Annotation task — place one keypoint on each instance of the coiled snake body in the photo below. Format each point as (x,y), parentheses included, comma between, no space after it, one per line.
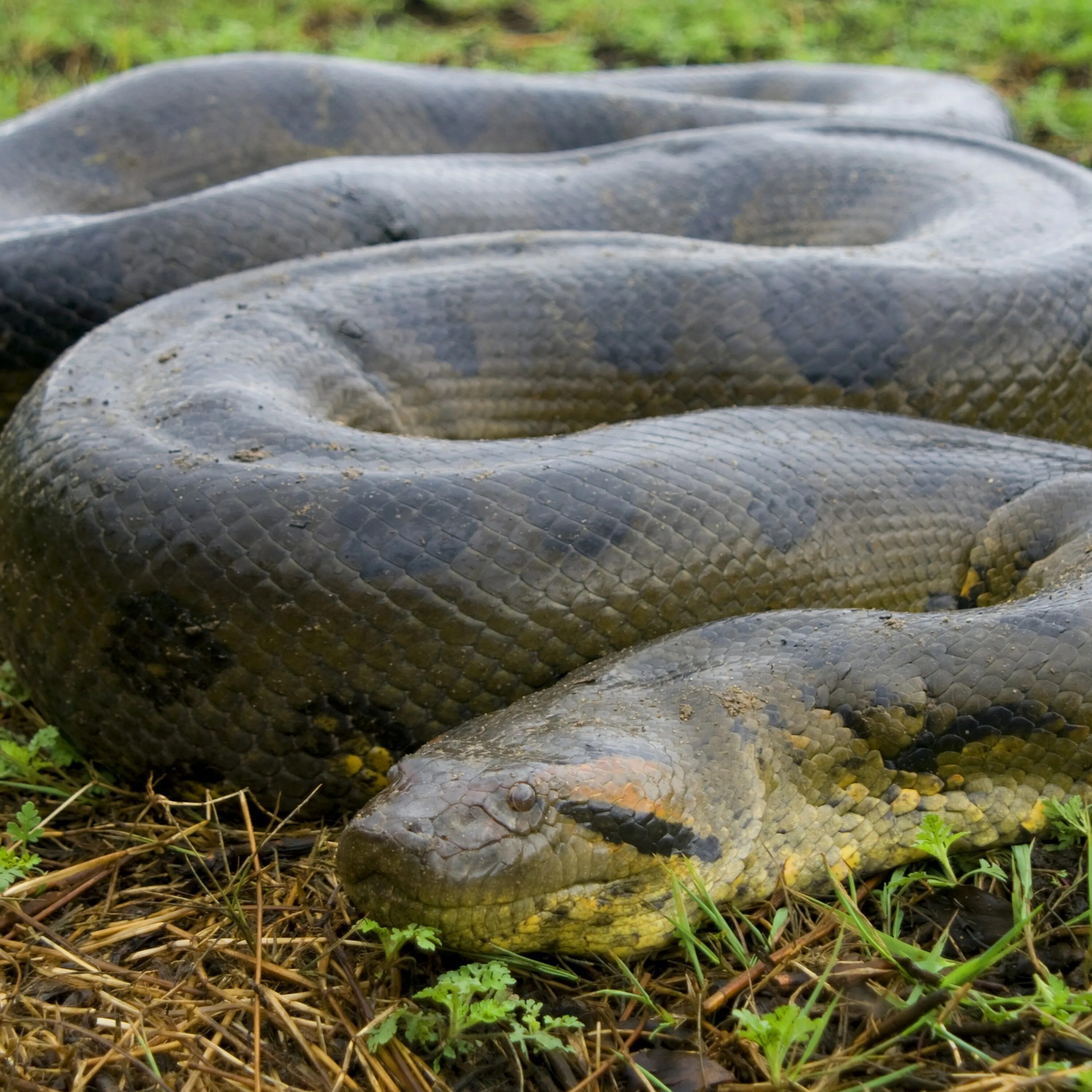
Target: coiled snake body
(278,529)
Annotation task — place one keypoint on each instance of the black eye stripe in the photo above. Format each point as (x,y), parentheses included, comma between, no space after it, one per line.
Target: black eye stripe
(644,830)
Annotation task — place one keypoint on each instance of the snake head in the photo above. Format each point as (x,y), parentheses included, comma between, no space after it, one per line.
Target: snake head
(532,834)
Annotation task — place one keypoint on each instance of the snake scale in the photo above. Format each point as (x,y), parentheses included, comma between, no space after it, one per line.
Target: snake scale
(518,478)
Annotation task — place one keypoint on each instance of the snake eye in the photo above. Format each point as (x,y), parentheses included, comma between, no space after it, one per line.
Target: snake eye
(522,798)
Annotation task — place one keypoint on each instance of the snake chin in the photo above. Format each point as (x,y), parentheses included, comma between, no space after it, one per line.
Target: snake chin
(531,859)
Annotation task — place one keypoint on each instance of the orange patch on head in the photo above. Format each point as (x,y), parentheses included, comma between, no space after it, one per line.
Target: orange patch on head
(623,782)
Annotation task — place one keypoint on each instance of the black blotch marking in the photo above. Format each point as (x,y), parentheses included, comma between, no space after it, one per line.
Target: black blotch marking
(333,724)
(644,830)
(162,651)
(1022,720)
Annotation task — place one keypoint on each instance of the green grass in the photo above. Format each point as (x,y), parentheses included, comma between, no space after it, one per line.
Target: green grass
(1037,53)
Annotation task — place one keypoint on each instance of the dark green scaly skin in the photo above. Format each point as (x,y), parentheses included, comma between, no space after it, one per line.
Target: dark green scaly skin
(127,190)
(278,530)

...

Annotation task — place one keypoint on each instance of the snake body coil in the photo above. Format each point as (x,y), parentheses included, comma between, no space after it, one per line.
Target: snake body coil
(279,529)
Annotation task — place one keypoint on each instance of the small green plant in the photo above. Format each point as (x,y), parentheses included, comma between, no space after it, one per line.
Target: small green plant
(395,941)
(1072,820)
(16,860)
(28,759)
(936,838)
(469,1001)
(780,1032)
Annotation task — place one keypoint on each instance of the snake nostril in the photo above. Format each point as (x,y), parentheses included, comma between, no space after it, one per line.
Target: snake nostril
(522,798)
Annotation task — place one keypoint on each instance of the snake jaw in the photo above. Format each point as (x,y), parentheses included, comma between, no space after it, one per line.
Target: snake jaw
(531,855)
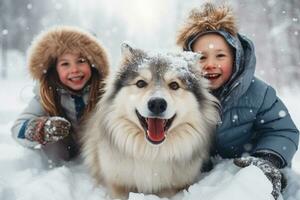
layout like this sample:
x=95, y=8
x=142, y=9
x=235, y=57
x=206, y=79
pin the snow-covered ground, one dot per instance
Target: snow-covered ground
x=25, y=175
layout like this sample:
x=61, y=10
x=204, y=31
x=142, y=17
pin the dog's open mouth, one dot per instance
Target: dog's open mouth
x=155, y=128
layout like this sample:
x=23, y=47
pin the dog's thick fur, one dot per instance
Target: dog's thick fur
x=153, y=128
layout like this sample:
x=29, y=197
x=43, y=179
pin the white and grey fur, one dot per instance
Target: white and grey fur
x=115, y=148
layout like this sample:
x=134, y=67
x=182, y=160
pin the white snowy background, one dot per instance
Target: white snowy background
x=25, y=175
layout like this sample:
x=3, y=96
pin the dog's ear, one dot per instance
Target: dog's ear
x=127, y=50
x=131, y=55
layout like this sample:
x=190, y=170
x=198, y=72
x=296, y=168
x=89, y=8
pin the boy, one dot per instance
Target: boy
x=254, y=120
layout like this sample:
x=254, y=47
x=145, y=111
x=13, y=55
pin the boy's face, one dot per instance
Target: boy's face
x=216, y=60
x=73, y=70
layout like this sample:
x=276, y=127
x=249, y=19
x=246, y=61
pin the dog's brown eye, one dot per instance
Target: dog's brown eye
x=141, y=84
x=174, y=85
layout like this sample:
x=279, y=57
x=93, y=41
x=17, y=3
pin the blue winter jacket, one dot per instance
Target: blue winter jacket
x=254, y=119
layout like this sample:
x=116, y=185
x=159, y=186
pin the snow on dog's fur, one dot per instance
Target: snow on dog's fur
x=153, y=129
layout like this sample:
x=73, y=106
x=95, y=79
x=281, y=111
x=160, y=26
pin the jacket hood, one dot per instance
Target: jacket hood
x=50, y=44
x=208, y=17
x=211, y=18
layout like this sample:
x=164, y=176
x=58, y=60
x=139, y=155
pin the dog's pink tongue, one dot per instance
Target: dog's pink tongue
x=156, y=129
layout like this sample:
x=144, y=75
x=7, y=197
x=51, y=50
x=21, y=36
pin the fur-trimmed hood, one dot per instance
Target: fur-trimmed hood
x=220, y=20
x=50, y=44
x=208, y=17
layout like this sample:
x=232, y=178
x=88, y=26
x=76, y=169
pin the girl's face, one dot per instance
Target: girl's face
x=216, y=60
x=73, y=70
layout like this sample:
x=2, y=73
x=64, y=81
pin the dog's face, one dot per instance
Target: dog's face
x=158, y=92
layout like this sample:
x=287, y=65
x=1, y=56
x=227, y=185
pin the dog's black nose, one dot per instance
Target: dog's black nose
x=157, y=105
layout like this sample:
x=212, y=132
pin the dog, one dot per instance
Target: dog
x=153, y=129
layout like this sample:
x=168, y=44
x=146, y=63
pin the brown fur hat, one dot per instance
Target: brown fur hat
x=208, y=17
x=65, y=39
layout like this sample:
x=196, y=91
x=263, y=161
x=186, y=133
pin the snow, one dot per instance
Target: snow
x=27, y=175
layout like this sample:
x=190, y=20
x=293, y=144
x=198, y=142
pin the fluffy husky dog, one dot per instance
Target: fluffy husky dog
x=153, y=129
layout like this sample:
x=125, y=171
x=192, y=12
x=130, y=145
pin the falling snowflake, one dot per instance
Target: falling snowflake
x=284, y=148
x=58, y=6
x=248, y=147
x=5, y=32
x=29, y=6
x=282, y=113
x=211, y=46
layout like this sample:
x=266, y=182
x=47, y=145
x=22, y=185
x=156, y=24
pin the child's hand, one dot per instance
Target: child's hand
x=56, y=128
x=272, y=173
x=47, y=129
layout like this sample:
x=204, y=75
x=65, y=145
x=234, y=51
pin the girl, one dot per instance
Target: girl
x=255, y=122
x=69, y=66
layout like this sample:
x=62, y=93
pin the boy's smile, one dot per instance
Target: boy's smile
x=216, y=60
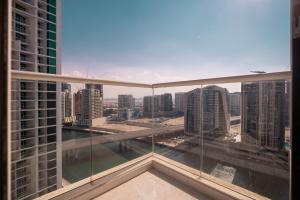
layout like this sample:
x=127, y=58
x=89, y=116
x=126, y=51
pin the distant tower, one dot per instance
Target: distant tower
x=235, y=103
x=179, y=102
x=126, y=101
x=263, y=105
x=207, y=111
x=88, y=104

--

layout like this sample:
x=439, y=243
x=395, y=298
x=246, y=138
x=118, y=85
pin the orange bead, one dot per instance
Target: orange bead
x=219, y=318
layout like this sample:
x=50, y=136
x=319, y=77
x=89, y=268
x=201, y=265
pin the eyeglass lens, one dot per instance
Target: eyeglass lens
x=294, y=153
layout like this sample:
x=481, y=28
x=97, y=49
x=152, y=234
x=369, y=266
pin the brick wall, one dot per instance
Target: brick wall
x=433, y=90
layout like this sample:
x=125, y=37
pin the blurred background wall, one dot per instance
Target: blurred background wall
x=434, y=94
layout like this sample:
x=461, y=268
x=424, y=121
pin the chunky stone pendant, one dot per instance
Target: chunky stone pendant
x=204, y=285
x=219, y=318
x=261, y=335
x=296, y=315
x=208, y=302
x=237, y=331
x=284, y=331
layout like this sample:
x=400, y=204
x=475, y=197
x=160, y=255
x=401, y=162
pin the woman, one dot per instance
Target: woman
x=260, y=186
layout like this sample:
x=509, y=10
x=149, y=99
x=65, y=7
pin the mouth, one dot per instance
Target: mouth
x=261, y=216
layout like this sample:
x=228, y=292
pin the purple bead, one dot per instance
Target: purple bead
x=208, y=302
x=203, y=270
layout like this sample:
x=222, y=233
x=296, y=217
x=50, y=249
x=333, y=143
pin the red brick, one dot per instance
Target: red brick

Work request: Using the entries above, give back exactly the line containing "x=160, y=255", the line containing "Target: red brick", and every line between them, and nothing else.

Solution for this problem:
x=160, y=255
x=401, y=162
pin the woman, one dot per instance
Target: woman
x=260, y=186
layout like this sample:
x=509, y=10
x=149, y=99
x=65, y=7
pin the mouth, one dot per instance
Target: mouth
x=261, y=216
layout like this sample:
x=228, y=292
pin the purple bead, one dot per instance
Target: purple bead
x=208, y=302
x=203, y=270
layout like this sample:
x=222, y=233
x=296, y=217
x=50, y=249
x=333, y=143
pin the red brick, one dot per instance
Target: red brick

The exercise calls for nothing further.